COMPLETE THE FOLLOWING:
A. According to the text on primary sclerosing cholangitis, what share of all new cases are children?
B. Duplicate the part of the text on primary sclerosing cholangitis starting at "In the first" and ending at "a liver transplant.".
C. Go on with the text on primary sclerosing cholangitis from the point at which it stops.

TEXT EXCERPT:
§ §

Help make the treatment a cure.
For most people, the first time they hear of Primary Sclerosing Cholangitis is when they or their child is diagnosed. PSC is a rare disease of the bile ducts of unknown origin that follows an uncertain course. It seems to come out of nowhere and dramatically changes one’s life for the worse, particularly if one is a child—and a quarter of all new cases are children.

In the first stage of PSC there are no symptoms other than changes in the levels of certain liver enzymes. PSC can go undetected for several years and, if noticed, is often misdiagnosed. In the second stage, gradual inflammation and blocking of the bile ducts causes worsening illness and exhaustion. The final stage is marked by severe illness and liver failure — requiring a liver transplant.

§ §

DATA PROVIDED:
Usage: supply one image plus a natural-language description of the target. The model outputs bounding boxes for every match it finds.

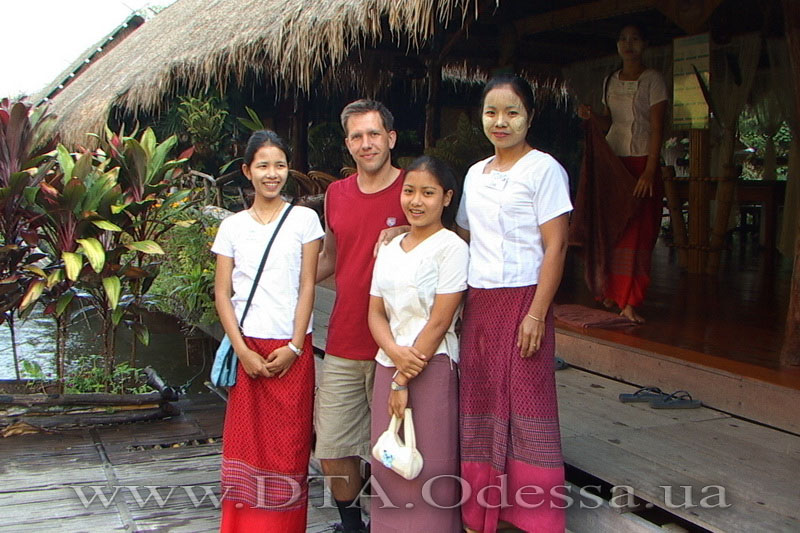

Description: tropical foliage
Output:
[0,98,191,386]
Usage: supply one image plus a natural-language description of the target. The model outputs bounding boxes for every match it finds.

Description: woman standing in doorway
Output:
[211,130,323,533]
[578,24,667,324]
[456,77,572,533]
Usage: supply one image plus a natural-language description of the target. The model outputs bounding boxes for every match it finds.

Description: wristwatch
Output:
[286,342,303,357]
[392,380,408,390]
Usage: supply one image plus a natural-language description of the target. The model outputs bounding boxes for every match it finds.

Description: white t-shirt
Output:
[211,205,325,339]
[369,228,469,367]
[603,69,667,157]
[456,150,572,289]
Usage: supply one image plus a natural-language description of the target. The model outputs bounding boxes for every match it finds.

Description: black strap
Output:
[239,200,294,328]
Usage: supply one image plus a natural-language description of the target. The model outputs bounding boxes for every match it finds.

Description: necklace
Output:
[250,202,283,226]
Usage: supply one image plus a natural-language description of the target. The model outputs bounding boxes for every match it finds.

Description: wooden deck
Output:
[0,368,800,533]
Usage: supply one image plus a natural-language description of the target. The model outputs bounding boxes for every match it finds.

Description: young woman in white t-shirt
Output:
[211,130,324,533]
[578,24,667,324]
[456,76,572,533]
[369,156,469,533]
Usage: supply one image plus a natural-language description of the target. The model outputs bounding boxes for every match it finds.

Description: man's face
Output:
[344,111,397,174]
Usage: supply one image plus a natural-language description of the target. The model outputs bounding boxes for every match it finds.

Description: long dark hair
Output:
[406,155,461,228]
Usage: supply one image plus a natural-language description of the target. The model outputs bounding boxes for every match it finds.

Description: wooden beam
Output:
[781,0,800,365]
[514,0,659,35]
[655,0,722,34]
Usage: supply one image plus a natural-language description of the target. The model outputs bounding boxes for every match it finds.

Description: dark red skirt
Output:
[220,335,314,533]
[603,156,664,308]
[459,286,566,533]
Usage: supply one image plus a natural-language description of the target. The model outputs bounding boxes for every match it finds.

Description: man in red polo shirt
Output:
[314,100,407,532]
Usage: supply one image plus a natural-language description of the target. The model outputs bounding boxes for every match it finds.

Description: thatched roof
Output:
[50,0,476,144]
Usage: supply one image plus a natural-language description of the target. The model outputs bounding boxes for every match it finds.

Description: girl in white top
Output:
[369,156,469,532]
[211,130,324,533]
[456,77,572,533]
[578,24,667,324]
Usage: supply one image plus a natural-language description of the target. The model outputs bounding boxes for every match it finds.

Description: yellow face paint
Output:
[481,85,530,148]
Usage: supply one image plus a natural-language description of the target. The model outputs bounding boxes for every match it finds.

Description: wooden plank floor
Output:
[556,369,800,532]
[0,368,800,533]
[556,235,791,368]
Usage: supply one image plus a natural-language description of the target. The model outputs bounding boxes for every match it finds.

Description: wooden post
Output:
[686,129,709,274]
[292,93,308,173]
[425,59,442,150]
[780,0,800,365]
[661,167,687,268]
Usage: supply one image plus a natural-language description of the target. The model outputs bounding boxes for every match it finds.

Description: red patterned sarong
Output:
[603,156,664,308]
[220,335,314,533]
[460,286,566,533]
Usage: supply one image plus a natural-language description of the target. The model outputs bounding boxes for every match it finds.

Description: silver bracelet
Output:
[286,341,303,357]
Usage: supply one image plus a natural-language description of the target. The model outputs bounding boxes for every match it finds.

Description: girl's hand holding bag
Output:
[372,407,423,480]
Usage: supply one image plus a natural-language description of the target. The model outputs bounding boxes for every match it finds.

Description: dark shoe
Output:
[331,522,369,533]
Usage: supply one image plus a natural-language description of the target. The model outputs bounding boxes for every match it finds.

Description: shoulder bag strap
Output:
[239,200,294,328]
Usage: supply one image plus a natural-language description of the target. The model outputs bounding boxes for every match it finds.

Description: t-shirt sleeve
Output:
[650,71,668,106]
[211,217,234,257]
[302,208,325,244]
[534,158,572,226]
[436,235,469,294]
[456,172,469,231]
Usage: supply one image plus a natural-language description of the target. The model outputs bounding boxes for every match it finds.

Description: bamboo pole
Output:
[687,129,709,274]
[662,167,687,268]
[780,0,800,365]
[706,128,736,275]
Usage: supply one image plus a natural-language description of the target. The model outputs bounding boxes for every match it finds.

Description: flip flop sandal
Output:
[619,387,669,403]
[650,390,703,409]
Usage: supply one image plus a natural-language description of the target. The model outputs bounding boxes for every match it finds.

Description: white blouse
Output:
[369,228,469,367]
[456,150,572,289]
[211,206,325,339]
[603,69,667,157]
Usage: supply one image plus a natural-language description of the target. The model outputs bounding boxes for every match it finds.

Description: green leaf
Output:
[133,324,150,346]
[56,144,75,183]
[125,240,164,254]
[111,306,125,326]
[75,237,106,274]
[56,292,75,316]
[61,252,83,281]
[19,279,45,309]
[103,276,122,309]
[92,220,122,231]
[47,269,64,289]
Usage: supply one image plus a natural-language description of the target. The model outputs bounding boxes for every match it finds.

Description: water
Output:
[0,306,213,392]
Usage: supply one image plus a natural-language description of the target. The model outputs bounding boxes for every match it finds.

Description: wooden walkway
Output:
[0,368,800,533]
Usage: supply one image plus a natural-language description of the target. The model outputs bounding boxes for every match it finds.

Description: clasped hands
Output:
[241,346,297,379]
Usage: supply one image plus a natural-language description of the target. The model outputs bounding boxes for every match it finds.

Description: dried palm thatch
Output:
[51,0,477,145]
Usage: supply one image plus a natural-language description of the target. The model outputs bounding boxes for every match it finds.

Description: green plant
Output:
[0,99,55,379]
[152,207,219,325]
[65,355,153,394]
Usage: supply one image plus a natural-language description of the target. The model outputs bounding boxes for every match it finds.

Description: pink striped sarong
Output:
[220,335,314,533]
[459,286,567,533]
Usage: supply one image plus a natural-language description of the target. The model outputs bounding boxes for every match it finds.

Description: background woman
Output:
[578,25,667,323]
[369,156,469,533]
[456,77,572,533]
[211,130,323,533]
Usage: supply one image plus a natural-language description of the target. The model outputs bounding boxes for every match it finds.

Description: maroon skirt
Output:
[460,286,566,533]
[220,334,314,533]
[370,355,462,533]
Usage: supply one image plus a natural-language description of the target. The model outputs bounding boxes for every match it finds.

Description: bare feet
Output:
[619,305,644,324]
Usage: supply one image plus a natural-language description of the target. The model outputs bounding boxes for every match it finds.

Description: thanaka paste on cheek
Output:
[508,115,528,133]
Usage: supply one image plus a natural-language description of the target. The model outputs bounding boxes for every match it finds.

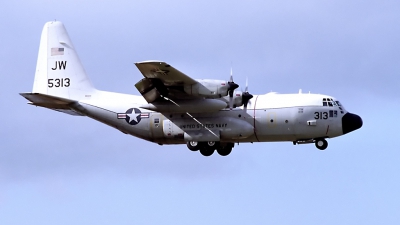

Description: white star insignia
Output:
[126,110,140,123]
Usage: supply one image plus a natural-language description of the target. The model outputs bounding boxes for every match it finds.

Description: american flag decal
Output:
[117,113,126,119]
[140,113,150,118]
[51,48,64,56]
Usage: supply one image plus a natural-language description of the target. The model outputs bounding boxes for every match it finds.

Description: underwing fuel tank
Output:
[141,99,228,113]
[163,117,254,141]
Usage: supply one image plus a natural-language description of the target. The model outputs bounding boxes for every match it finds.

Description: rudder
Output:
[32,21,95,100]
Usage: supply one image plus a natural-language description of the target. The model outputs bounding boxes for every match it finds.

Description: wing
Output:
[20,93,83,116]
[135,61,197,86]
[135,61,199,103]
[135,61,228,113]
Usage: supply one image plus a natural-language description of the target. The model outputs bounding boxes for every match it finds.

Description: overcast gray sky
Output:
[0,0,400,225]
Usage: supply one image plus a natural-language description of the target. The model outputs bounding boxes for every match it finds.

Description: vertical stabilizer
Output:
[32,21,95,100]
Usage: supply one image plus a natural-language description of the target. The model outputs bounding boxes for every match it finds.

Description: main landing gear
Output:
[293,138,328,150]
[187,141,234,156]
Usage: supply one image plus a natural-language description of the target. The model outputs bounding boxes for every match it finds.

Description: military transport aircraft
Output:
[21,21,363,156]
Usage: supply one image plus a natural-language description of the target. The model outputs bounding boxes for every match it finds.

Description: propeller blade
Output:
[242,78,253,111]
[228,67,239,109]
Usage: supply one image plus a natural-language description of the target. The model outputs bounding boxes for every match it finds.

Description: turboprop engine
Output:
[163,117,254,142]
[183,79,239,98]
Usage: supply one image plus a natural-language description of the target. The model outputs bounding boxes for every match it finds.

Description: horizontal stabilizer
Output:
[20,93,83,116]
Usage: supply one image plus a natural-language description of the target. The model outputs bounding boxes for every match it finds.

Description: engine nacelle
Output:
[184,79,229,98]
[221,91,243,108]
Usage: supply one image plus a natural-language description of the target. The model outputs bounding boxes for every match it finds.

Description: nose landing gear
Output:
[293,138,328,150]
[315,139,328,150]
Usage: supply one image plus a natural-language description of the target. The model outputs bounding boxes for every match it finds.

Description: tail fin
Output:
[32,21,95,100]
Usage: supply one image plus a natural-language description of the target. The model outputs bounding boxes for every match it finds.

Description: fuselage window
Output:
[329,110,337,117]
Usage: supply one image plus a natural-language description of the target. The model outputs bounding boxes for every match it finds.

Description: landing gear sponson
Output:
[293,138,328,150]
[187,141,234,156]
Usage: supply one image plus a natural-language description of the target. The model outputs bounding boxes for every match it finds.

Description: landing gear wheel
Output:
[315,139,328,150]
[187,141,201,151]
[200,141,219,156]
[217,143,234,156]
[200,146,215,156]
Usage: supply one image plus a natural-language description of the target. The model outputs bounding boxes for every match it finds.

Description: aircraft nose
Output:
[342,113,362,134]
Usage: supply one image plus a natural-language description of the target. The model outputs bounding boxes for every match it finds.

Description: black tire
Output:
[200,145,215,156]
[217,143,234,156]
[205,141,220,150]
[315,139,328,150]
[187,141,201,151]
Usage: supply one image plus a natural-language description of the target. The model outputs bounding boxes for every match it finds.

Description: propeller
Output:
[228,68,239,109]
[242,78,253,111]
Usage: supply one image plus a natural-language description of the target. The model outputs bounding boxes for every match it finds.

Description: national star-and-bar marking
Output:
[117,108,150,125]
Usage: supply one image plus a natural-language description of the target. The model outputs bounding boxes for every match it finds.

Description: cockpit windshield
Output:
[322,98,338,107]
[322,98,344,114]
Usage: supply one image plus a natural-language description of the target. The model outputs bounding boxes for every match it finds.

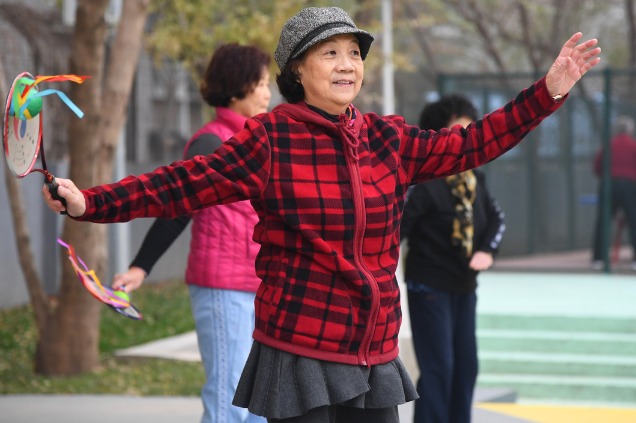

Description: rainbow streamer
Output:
[9,74,90,120]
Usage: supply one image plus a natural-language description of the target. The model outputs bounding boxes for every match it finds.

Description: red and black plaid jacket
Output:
[80,80,558,365]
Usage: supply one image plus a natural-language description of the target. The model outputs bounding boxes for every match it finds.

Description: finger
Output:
[560,32,583,52]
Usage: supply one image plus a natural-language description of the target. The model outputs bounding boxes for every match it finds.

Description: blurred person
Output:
[42,7,600,423]
[592,116,636,270]
[112,44,271,423]
[400,95,505,423]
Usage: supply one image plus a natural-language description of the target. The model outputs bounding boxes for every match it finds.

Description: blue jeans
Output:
[188,285,266,423]
[407,283,478,423]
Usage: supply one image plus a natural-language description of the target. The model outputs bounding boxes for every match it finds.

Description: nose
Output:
[337,54,355,71]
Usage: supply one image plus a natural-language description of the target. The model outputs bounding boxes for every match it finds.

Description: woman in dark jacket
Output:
[400,95,505,423]
[42,7,600,423]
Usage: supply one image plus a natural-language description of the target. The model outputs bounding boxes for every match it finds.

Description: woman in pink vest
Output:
[113,44,271,423]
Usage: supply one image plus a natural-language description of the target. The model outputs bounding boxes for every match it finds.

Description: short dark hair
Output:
[199,43,271,107]
[420,94,477,131]
[276,58,305,103]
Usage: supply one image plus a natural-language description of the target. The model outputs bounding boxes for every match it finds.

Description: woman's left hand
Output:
[545,32,601,97]
[468,251,494,272]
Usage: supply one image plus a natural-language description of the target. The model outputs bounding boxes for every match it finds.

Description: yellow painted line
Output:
[476,403,636,423]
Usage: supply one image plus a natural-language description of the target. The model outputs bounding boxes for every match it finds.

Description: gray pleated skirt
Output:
[233,341,418,419]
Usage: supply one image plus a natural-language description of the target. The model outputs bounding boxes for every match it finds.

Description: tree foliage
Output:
[147,0,375,80]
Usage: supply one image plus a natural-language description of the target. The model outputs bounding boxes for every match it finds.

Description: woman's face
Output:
[297,34,364,115]
[234,67,272,118]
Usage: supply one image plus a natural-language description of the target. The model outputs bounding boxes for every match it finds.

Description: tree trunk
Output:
[35,0,149,375]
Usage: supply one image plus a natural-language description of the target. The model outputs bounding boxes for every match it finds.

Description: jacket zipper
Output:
[345,147,380,366]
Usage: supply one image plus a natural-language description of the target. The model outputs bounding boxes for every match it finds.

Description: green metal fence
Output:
[438,69,636,263]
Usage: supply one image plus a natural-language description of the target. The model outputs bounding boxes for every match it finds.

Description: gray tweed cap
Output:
[274,7,373,70]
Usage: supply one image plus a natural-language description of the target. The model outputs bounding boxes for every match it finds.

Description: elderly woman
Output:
[43,7,600,423]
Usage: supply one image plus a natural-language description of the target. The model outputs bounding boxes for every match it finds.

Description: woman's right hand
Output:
[42,178,86,217]
[111,266,146,293]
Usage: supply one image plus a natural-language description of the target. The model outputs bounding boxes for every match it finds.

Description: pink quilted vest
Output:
[186,107,260,292]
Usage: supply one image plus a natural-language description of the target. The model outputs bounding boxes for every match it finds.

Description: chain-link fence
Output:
[438,69,636,266]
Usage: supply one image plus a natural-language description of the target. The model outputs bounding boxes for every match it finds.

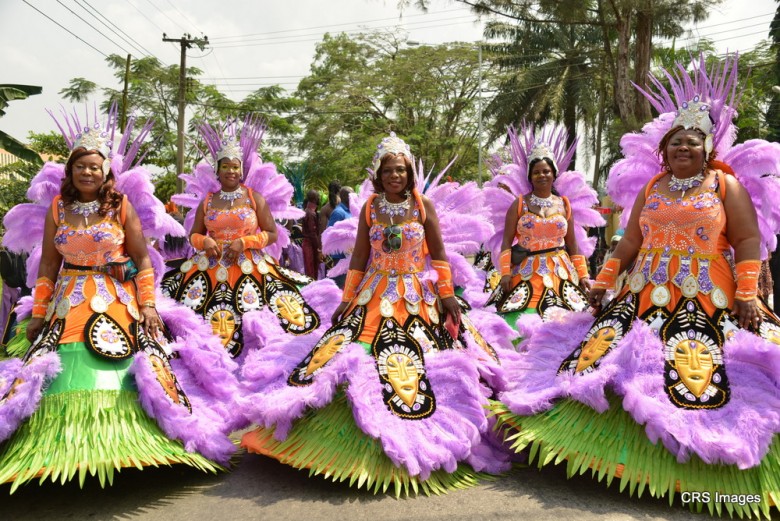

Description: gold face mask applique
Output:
[371,318,436,419]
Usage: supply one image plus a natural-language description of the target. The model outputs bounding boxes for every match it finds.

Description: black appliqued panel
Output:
[371,317,436,420]
[234,274,265,314]
[176,271,212,313]
[287,306,366,387]
[536,288,571,320]
[558,293,637,374]
[22,318,65,364]
[660,299,730,409]
[559,280,588,311]
[84,313,135,360]
[273,264,314,286]
[496,280,533,313]
[460,313,501,364]
[131,322,192,413]
[263,275,320,335]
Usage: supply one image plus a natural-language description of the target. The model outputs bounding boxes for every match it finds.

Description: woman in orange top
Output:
[486,126,603,327]
[498,58,780,516]
[242,134,506,494]
[162,120,320,359]
[0,110,233,490]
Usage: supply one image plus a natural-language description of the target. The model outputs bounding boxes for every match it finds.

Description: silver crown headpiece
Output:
[373,132,414,176]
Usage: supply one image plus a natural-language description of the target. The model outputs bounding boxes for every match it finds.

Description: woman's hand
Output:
[224,239,244,262]
[731,299,761,330]
[498,275,512,295]
[441,297,460,324]
[139,306,162,338]
[27,317,44,343]
[588,288,607,315]
[203,237,220,259]
[330,302,349,325]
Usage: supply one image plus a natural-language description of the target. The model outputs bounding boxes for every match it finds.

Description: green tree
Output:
[296,33,494,188]
[60,54,299,183]
[0,84,43,165]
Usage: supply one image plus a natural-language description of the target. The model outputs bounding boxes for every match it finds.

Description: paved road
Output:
[0,438,708,521]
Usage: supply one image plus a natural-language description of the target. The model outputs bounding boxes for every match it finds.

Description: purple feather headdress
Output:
[484,123,604,259]
[3,104,185,288]
[171,116,304,259]
[607,54,780,258]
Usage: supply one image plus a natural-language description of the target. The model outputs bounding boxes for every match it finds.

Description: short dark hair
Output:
[371,154,415,193]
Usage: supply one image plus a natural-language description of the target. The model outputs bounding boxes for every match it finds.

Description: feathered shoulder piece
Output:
[3,104,185,287]
[322,160,493,286]
[483,124,604,259]
[171,116,304,258]
[607,54,780,258]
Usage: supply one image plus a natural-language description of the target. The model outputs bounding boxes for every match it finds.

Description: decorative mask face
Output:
[575,326,616,373]
[211,309,236,346]
[276,295,306,327]
[149,355,180,403]
[387,353,420,407]
[674,340,715,398]
[306,334,347,376]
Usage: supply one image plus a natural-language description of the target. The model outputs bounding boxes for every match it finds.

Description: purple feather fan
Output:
[0,353,61,441]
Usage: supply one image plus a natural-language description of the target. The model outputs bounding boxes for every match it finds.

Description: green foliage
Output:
[296,33,495,189]
[0,84,43,165]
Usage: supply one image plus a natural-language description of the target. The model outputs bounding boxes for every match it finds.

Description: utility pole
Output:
[163,33,209,193]
[119,54,130,132]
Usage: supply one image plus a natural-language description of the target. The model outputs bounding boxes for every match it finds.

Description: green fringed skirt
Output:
[241,391,490,497]
[492,395,780,518]
[0,342,220,493]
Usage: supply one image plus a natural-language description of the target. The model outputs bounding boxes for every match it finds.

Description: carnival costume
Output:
[162,119,320,358]
[242,135,511,495]
[495,53,780,517]
[478,126,604,326]
[0,107,238,491]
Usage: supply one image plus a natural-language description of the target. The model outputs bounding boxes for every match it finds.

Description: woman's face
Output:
[666,128,704,174]
[71,152,103,200]
[217,159,241,192]
[531,160,555,190]
[379,154,410,196]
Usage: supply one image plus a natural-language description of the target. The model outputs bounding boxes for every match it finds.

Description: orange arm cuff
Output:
[736,260,761,301]
[341,270,365,302]
[135,268,154,307]
[190,233,206,251]
[571,255,590,279]
[498,249,512,277]
[431,261,455,298]
[241,232,268,250]
[32,277,54,318]
[593,257,620,289]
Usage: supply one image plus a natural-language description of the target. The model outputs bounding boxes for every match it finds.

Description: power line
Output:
[74,0,154,56]
[141,0,187,33]
[22,0,108,58]
[213,18,482,49]
[207,9,471,43]
[57,0,132,54]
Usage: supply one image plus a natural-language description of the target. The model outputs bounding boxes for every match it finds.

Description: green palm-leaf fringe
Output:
[242,392,493,497]
[0,390,222,493]
[5,318,30,358]
[491,395,780,518]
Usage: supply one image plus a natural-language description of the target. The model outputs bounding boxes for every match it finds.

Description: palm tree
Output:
[0,84,43,166]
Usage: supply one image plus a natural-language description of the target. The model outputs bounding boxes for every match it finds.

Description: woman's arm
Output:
[124,201,162,336]
[420,195,460,324]
[500,197,520,293]
[723,175,761,328]
[27,208,62,342]
[330,203,371,324]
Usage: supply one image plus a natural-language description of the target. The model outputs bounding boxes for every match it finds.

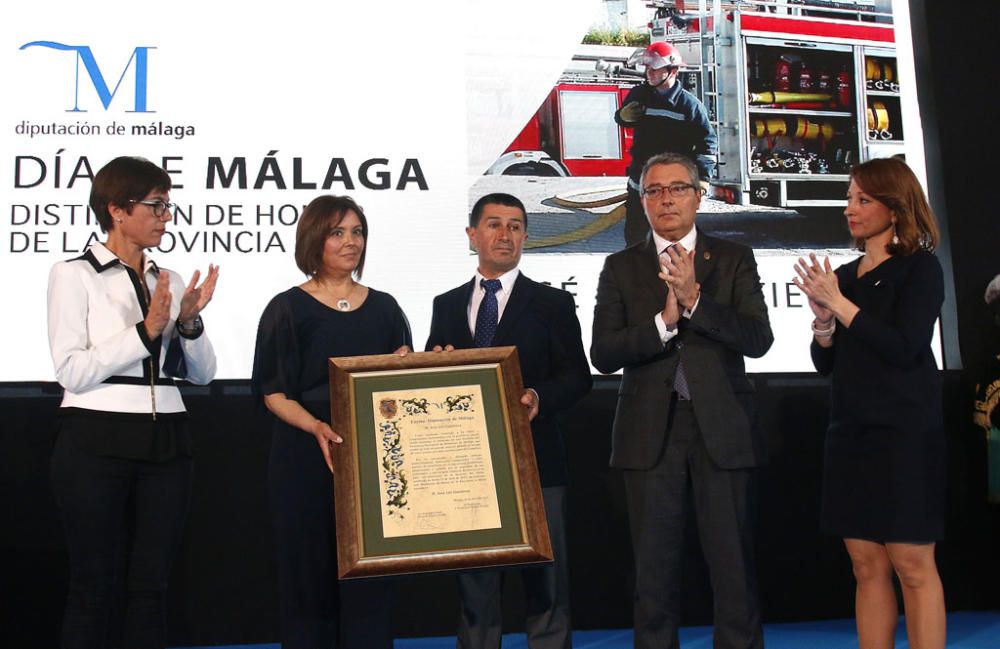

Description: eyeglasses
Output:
[129,199,174,219]
[642,183,695,201]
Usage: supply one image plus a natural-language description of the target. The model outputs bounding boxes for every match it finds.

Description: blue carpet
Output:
[182,611,1000,649]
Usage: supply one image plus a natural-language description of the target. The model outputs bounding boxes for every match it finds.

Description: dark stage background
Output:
[0,0,1000,649]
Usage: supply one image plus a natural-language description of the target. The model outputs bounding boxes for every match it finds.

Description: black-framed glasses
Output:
[129,198,174,219]
[642,183,696,201]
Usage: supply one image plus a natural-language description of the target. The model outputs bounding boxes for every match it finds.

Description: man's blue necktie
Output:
[661,242,691,400]
[475,279,501,347]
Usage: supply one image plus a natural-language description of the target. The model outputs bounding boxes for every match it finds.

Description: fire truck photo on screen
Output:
[470,0,922,253]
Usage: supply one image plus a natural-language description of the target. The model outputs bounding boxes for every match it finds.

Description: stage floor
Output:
[178,611,1000,649]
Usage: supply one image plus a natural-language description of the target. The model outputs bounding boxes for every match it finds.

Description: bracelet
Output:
[177,315,205,338]
[812,318,837,338]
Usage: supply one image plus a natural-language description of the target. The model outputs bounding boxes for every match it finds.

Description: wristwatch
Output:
[177,315,205,339]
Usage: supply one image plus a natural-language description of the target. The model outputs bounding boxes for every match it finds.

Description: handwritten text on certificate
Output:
[372,385,500,538]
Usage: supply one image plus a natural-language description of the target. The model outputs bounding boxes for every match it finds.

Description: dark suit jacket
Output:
[426,273,593,487]
[590,231,774,470]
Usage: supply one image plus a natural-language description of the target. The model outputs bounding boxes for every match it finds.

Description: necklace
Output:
[316,280,358,311]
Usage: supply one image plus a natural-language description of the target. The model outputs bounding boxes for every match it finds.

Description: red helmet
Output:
[629,41,684,70]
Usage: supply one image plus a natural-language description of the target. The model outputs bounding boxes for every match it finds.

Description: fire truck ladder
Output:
[646,0,739,180]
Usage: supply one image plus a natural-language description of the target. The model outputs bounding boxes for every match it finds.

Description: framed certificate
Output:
[330,347,552,579]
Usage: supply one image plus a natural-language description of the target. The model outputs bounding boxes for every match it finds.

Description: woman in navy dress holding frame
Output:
[251,196,412,649]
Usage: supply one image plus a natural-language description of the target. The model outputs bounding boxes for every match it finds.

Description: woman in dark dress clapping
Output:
[251,196,412,649]
[795,158,945,649]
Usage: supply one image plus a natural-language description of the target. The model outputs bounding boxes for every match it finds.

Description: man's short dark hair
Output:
[469,192,528,230]
[639,152,699,187]
[90,156,171,232]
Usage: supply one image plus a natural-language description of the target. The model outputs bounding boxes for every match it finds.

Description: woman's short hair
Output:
[90,156,172,232]
[295,194,368,279]
[851,158,941,255]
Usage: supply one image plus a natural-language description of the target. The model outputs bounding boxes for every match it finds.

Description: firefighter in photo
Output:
[615,43,718,246]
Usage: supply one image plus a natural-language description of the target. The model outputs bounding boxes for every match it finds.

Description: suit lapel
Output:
[636,234,667,304]
[449,276,476,349]
[493,273,535,347]
[694,230,716,284]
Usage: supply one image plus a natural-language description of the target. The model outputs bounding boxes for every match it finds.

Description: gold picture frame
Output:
[329,347,552,579]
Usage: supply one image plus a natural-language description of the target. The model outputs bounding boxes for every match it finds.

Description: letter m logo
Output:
[19,41,156,113]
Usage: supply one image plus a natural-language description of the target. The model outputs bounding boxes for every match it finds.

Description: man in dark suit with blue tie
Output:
[590,153,773,649]
[426,194,593,649]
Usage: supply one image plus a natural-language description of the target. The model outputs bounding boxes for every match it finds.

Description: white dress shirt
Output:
[48,243,215,414]
[653,228,701,345]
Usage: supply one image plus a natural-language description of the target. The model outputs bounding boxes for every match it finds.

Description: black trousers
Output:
[51,429,193,649]
[625,401,764,649]
[269,421,393,649]
[457,487,573,649]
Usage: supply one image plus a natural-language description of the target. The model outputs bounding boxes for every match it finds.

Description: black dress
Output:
[251,287,412,649]
[812,251,945,543]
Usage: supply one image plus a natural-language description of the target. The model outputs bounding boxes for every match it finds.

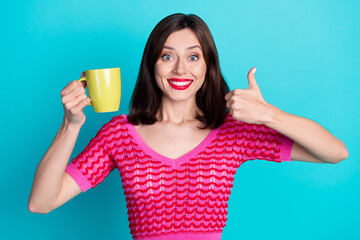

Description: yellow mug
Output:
[78,68,121,112]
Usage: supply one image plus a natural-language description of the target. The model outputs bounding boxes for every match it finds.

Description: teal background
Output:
[0,0,360,240]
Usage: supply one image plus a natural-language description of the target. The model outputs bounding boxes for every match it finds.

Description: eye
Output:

§ §

TASK-BY-TASK OUTPUTS:
A. A quarter of all new cases are children.

B.
In the first stage of PSC there are no symptoms other than changes in the levels of certain liver enzymes. PSC can go undetected for several years and, if noticed, is often misdiagnosed. In the second stage, gradual inflammation and blocking of the bile ducts causes worsening illness and exhaustion. The final stage is marked by severe illness and liver failure — requiring a liver transplant.

C.
The mean survival rate of children (and adults) with PSC without transplant is about 12 years from diagnosis. Even with a transplant, PSC frequently reoccurs, and the cycle repeats. More than half of all children with PSC also have Ulcerative Colitis and/or Crohn’s disease, and it is usually by blood tests or endoscopy of patients with these illnesses that PSC is first discovered.

Most patients, their parents, doctors and specialists, throughout the world, are under the impression that liver transplantation is the only treatment for PSC. There is always a shortage of healthy livers and, while waiting for a transplant, children endure years of ill health and sickness, often missing out on much of their child or young adulthoods.

Part of the mission of the Children’s PSC Foundation is to let the world know that oral vancomycin is a long-term treatment for PSC—not one that eliminates the disease, but that eliminates its symptoms and stops its progression. The other part of the Foundation’s mission is to turn that treatment into a permanent cure, through on-going support of research.

The Children’s PSC Foundation is dedicated to funding promising scientific research in pursuit of this cure and to bringing hope to the many children suffering with PSC.

We welcome you on our journey towards the cure, and thank you for supporting us in our endeavors.